Extracted text

..........

From: preeti@linux.vnet.ibm.com (Preeti U Murthy)
To: linux-arm-kernel@lists.infradead.org
Subject: [PATCH v3 01/12] sched: fix imbalance flag reset
Date: Wed, 09 Jul 2014 09:24:54 +0530 [thread overview]
Message-ID: <53BCBD0E.2070609@linux.vnet.ibm.com> (raw)
In-Reply-To: <CAKfTPtA8BVPtRRLzomqnGp7_uaSbFYmFTrrt4fpQTOb7qyjddg@mail.gmail.com>
Hi Vincent,
On 07/08/2014 03:42 PM, Vincent Guittot wrote:
> On 8 July 2014 05:13, Preeti U Murthy <preeti@linux.vnet.ibm.com> wrote:
>> On 06/30/2014 09:35 PM, Vincent Guittot wrote:
>>> The imbalance flag can stay set whereas there is no imbalance.
>>>
>>> Let assume that we have 3 tasks that run on a dual cores /dual cluster system.
>>> We will have some idle load balance which are triggered during tick.

..........

Records
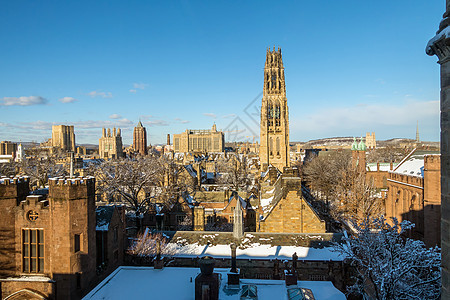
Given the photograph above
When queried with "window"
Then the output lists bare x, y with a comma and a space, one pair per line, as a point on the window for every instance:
33, 250
77, 243
180, 219
116, 234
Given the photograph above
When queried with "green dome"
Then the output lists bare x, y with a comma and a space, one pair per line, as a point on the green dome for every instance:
362, 146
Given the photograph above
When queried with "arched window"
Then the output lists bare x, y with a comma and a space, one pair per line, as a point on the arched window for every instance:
270, 146
278, 146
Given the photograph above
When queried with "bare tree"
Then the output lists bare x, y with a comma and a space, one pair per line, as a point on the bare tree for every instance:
345, 190
234, 171
389, 266
8, 169
136, 181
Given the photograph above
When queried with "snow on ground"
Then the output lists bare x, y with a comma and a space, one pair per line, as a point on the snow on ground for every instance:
179, 283
266, 203
256, 251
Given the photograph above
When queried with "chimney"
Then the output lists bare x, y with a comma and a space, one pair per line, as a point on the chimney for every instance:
233, 275
158, 263
207, 283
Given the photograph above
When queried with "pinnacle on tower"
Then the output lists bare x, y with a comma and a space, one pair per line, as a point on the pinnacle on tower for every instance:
417, 133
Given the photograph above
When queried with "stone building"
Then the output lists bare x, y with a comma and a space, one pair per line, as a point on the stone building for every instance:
63, 136
414, 194
8, 148
440, 46
359, 155
110, 146
371, 142
287, 210
199, 141
49, 241
274, 132
140, 139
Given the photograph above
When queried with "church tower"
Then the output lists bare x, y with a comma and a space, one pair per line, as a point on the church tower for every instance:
140, 139
274, 135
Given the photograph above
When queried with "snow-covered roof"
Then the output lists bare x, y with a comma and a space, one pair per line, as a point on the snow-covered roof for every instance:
372, 167
179, 283
103, 217
256, 251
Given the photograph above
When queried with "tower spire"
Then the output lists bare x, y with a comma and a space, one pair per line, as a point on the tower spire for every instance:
417, 132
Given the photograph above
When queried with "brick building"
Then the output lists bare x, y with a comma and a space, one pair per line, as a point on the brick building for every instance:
63, 136
199, 141
110, 145
287, 210
414, 194
49, 243
274, 131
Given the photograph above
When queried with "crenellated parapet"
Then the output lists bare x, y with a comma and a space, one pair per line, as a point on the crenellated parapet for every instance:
16, 187
71, 188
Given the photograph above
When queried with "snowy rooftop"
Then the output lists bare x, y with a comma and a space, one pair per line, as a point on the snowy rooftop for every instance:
256, 251
179, 283
372, 167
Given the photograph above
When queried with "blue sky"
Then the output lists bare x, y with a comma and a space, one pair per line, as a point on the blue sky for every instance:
350, 66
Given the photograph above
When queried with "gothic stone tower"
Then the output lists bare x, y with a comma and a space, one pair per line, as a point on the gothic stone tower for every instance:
140, 139
439, 45
274, 149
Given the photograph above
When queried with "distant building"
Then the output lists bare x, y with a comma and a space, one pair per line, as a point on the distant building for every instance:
274, 134
63, 136
371, 142
140, 139
199, 141
8, 148
110, 146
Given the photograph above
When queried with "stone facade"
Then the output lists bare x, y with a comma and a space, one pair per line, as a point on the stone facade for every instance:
63, 136
110, 146
371, 142
48, 243
417, 198
8, 148
54, 240
140, 139
440, 46
199, 141
274, 132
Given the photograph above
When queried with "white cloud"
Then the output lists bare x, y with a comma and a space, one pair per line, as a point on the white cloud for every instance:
115, 116
22, 101
141, 86
230, 116
67, 100
94, 94
358, 117
210, 115
182, 121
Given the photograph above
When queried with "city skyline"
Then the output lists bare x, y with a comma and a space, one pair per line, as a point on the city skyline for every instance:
186, 65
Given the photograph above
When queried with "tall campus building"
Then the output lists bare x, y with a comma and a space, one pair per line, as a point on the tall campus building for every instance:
274, 135
140, 139
63, 136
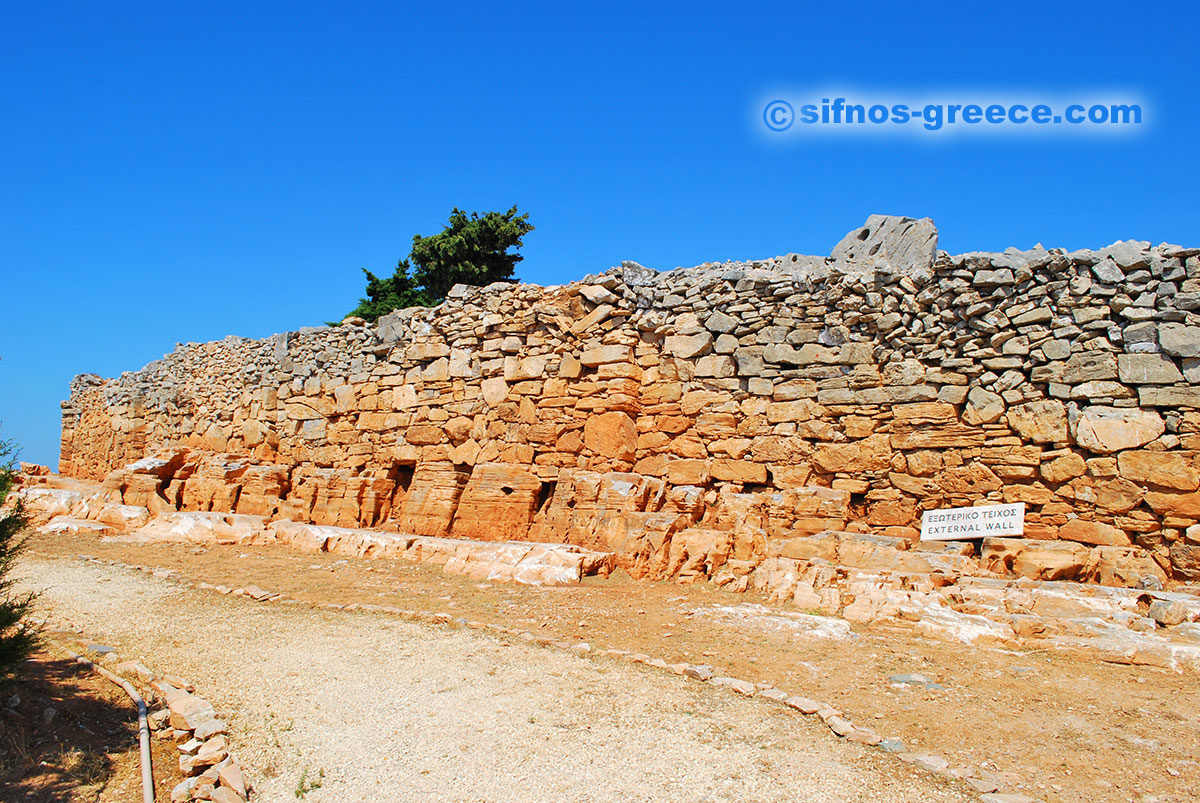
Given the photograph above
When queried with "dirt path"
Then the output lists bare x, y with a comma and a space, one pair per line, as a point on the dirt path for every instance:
379, 708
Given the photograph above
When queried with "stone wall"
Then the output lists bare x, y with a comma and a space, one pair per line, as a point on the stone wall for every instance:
700, 421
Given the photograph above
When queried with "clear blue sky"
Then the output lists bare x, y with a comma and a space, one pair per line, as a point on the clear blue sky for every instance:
178, 174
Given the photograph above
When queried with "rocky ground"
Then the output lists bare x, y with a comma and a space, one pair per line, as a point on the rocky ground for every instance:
447, 713
345, 706
70, 736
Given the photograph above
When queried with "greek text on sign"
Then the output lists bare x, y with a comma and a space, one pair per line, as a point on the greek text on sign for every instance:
955, 523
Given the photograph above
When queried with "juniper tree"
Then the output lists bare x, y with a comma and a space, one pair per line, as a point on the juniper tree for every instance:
17, 639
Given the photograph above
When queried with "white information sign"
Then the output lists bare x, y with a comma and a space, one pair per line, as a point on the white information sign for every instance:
960, 523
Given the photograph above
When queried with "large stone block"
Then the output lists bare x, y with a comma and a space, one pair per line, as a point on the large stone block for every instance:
891, 244
1105, 430
1041, 421
427, 507
497, 504
1168, 469
611, 435
1147, 370
1037, 559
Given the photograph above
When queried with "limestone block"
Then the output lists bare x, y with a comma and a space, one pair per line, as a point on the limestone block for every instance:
1092, 532
432, 497
1105, 430
497, 503
688, 346
1147, 369
601, 354
1037, 559
1180, 340
1089, 366
611, 435
1042, 421
871, 454
892, 244
1168, 469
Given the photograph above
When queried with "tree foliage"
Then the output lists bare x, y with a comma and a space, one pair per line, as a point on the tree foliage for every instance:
17, 639
472, 249
394, 292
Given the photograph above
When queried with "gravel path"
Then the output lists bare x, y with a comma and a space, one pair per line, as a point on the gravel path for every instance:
395, 711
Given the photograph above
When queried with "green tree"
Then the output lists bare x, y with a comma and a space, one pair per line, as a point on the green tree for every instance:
394, 292
17, 637
471, 250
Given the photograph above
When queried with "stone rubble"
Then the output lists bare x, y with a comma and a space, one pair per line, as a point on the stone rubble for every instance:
775, 426
703, 419
226, 772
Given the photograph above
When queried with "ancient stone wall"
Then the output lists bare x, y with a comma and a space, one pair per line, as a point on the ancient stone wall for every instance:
700, 421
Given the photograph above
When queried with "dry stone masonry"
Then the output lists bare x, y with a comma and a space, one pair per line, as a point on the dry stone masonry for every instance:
767, 424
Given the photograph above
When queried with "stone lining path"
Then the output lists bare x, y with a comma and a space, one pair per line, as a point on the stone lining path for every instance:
389, 709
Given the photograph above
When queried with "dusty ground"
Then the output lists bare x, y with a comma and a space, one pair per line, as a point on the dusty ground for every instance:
69, 736
337, 706
1045, 723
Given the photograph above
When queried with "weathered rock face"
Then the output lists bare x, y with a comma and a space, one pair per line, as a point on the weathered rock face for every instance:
699, 421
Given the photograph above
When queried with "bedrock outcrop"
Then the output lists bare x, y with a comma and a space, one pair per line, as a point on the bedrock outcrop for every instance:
700, 421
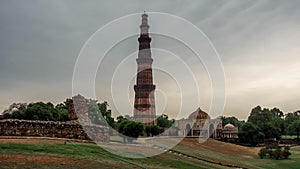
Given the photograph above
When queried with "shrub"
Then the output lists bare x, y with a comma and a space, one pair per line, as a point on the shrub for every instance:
263, 152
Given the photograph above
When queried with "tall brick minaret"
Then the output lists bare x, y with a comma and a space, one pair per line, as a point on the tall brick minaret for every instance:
144, 103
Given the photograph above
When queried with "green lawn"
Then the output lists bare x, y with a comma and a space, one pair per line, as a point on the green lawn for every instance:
91, 152
92, 156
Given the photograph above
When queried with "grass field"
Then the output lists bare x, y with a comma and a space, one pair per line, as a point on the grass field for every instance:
24, 153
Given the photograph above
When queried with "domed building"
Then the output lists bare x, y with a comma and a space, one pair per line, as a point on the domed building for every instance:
199, 124
230, 132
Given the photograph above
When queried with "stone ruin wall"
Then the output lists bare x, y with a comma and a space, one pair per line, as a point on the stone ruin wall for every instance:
69, 129
73, 129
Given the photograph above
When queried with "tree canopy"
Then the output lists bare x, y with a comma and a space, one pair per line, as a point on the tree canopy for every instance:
42, 111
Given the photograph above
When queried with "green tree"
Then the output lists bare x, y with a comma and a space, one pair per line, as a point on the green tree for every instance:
131, 129
232, 120
152, 130
41, 111
294, 128
249, 133
164, 122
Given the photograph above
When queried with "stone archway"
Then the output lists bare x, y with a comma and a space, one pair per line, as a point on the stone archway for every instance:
188, 130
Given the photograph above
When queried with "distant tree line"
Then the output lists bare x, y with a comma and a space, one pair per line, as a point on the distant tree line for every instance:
264, 123
42, 111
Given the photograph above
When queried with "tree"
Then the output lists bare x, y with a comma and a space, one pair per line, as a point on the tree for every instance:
290, 118
249, 133
99, 113
41, 111
153, 130
269, 122
131, 129
294, 128
232, 120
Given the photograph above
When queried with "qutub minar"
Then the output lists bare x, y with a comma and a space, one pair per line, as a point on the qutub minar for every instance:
144, 103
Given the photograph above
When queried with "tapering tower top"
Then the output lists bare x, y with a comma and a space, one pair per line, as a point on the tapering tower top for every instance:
144, 26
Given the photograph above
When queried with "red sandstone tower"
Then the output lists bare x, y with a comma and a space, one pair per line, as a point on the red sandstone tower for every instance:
144, 103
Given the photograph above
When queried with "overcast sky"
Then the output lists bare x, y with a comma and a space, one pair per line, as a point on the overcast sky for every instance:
258, 43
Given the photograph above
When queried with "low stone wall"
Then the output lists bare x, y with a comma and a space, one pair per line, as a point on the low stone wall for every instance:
69, 129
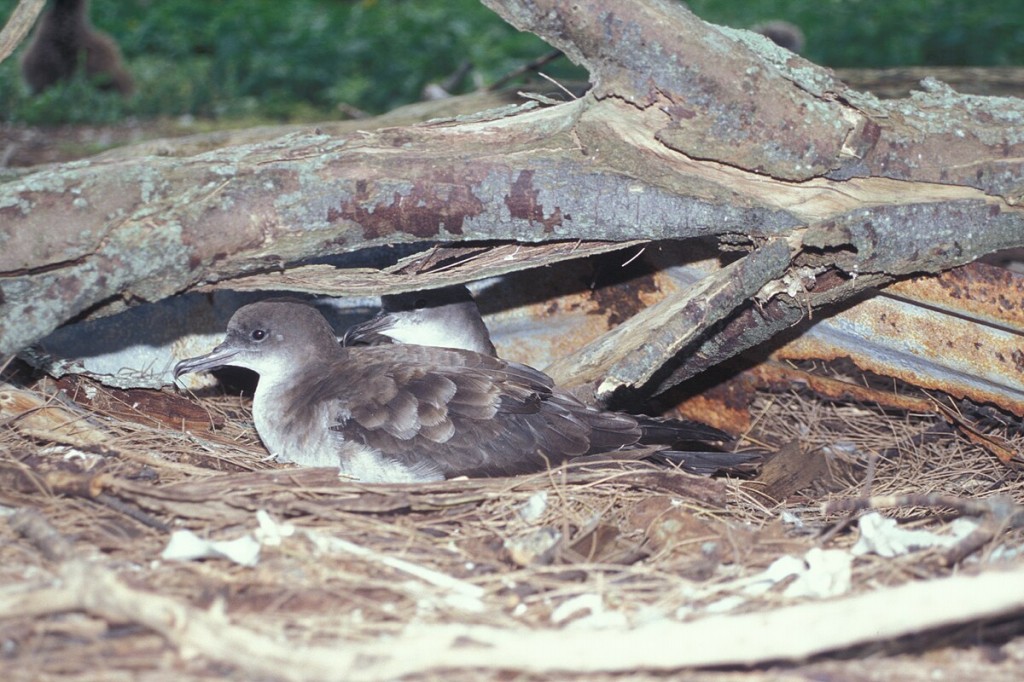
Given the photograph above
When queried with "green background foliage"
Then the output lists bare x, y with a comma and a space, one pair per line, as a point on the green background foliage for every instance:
309, 59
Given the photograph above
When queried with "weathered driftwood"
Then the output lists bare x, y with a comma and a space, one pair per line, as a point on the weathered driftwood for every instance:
689, 131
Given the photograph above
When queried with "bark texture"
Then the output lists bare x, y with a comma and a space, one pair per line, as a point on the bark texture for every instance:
689, 130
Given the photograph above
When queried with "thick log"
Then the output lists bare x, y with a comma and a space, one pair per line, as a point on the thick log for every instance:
689, 130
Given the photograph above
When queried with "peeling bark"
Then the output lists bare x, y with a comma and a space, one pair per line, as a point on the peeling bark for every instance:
689, 130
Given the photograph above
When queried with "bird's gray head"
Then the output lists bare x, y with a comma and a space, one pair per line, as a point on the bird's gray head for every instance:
269, 338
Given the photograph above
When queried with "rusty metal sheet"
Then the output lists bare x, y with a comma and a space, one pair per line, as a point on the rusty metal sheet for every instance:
962, 333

..........

Goal 1
In the scheduler patch email, how many tasks does the quoted example run on the dual-core, dual-cluster system?
Goal 2
Write the next part of the scheduler patch email, starting after its last line.
The records are separate material and have no connection to the mailing-list email.

Output 1
Three tasks.

Output 2
>>> Unfortunately, the tick is also used to queue background work so we can reach
>>> the situation where short work has been queued on a CPU which already runs a
>>> task. The load balance will detect this imbalance (2 tasks on 1 CPU and an idle
>>> CPU) and will try to pull the waiting task on the idle CPU. The waiting task is
>>> a worker thread that is pinned on a CPU so an imbalance due to pinned task is
>>> detected and the imbalance flag is set.
>>> Then, we will not be able to clear the flag because we have at most 1 task on
>>> each CPU but the imbalance flag will trig to useless active load balance
>>> between the idle CPU and the busy CPU.
>>>
>>> We need to reset of the imbalance flag as soon as we have reached a balanced
>>> state.
>>>
>>> Signed-off-by: Vincent Guittot <vincent.guittot@linaro.org>
>>> ---
>>> kernel/sched/fair.c | 14 +++++++++++---
>>> 1 file changed, 11 insertions(+), 3 deletions(-)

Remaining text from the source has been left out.